▶ [选定文本]
::::

本次实训,要求使用Hadoop及其生态圈相关的组件来实现企业级大数据开发的整套流程,即数据的采集、数据的存储、数据的分析处理及数据的可视化。其中数据的采集部分会介绍两种方式,一种介绍网络爬虫及其Java代码实现步骤,另外一种是利用学生所掌握的spring mvc技术来构建一个简易的电商平台,采取压测的方式模拟海量日志的产生,通过使用Nginx和tomcat实现动静资源分开部署的方式,采取flume日志采集组件来实现日志的采集,相比网络爬虫,这部分是实训所推荐的一种数据采集的方式;数据的存储部分,将采用MySQL和HDFS来分别存储关系型数据和非关系型数据,其中将会使用到sqoop组件作为MySQL和HDFS之间数据的转换桥梁和通道;数据分析处理部分,采用MapReduce程序实现数据的清洗和分析;数据可视化部分,采用echarts图表来展现。最终的效果是通过压测产生电商系统日志、flume采集日志、MapReduce分析处理日志、sqoop将分析后的结果导入到MySQL中、spring mvc项目前端对分析结果进行可视化,即展现商品的topN信息。
虚拟机版本:
VMware-workstation-full-15.5.1-15018445.exe网上自行找资源下载
安装步骤,请参考:
https://blog.csdn.net/sujiangming/article/details/87991536
操作系统及版本:CentOS-7-x86_64-DVD-1511.iso
安装步骤,请参考我另外一篇博文:
https://blog.csdn.net/sujiangming/article/details/87992373
1、安装MySQL YUM源到本地
yum localinstall https://dev.mysql.com/get/mysql57-community-release-el7-9.noarch.rpm
2、检查 mysql 源是否安装成功
yum repolist enabled | grep "mysql.*-community.*"
安装成功后会看到如下:
!mysql-connectors-community/x86_64 MySQL Connectors Community 153
!mysql-tools-community/x86_64 MySQL Tools Community 110
!mysql57-community/x86_64 MySQL 5.7 Community Server 424
3、使用 yum install 命令安装
yum -y install mysql-community-server
4、安装完毕后,启动MySQL数据库
systemctl start mysqld
5、查看MySQL的启动状态
systemctl status mysqld
6、设置开机自启动
systemctl enable mysqld
7、重载所有修改过的配置文件
systemctl daemon-reload
8、修改root账户默认密码
mysql 安装完成之后,生成的默认密码在 /var/log/mysqld.log 文件中。使用 grep 命令找到日志中的密码。

::::

▶ [材料条目]
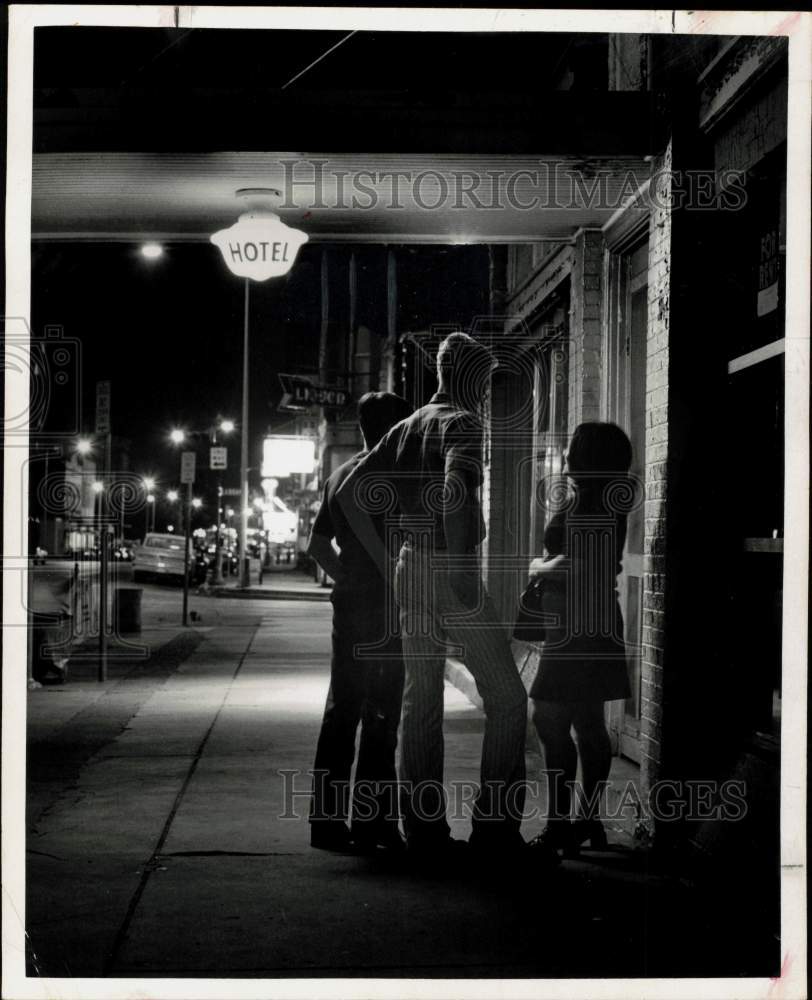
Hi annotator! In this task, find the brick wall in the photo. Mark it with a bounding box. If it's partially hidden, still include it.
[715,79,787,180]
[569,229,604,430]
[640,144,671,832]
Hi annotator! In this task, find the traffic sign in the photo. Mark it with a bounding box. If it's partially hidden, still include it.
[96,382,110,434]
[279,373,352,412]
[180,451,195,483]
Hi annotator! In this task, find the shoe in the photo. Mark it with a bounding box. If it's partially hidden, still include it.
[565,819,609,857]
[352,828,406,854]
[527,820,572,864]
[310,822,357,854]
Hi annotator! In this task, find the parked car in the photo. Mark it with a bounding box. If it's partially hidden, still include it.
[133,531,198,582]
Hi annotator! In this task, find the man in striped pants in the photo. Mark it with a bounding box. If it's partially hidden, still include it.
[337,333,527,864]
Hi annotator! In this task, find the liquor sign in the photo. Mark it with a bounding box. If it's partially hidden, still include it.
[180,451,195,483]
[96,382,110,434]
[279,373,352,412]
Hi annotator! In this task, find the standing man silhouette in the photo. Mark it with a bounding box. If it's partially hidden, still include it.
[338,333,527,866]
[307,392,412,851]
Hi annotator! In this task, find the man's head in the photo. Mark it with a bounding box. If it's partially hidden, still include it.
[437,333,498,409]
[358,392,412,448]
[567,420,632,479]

::::

▶ [练习目标] 根据选定文本,MySQL安装完成后生成的默认密码保存在哪个文件中?

▶ [任务解答] 默认密码保存在 /var/log/mysqld.log 文件中。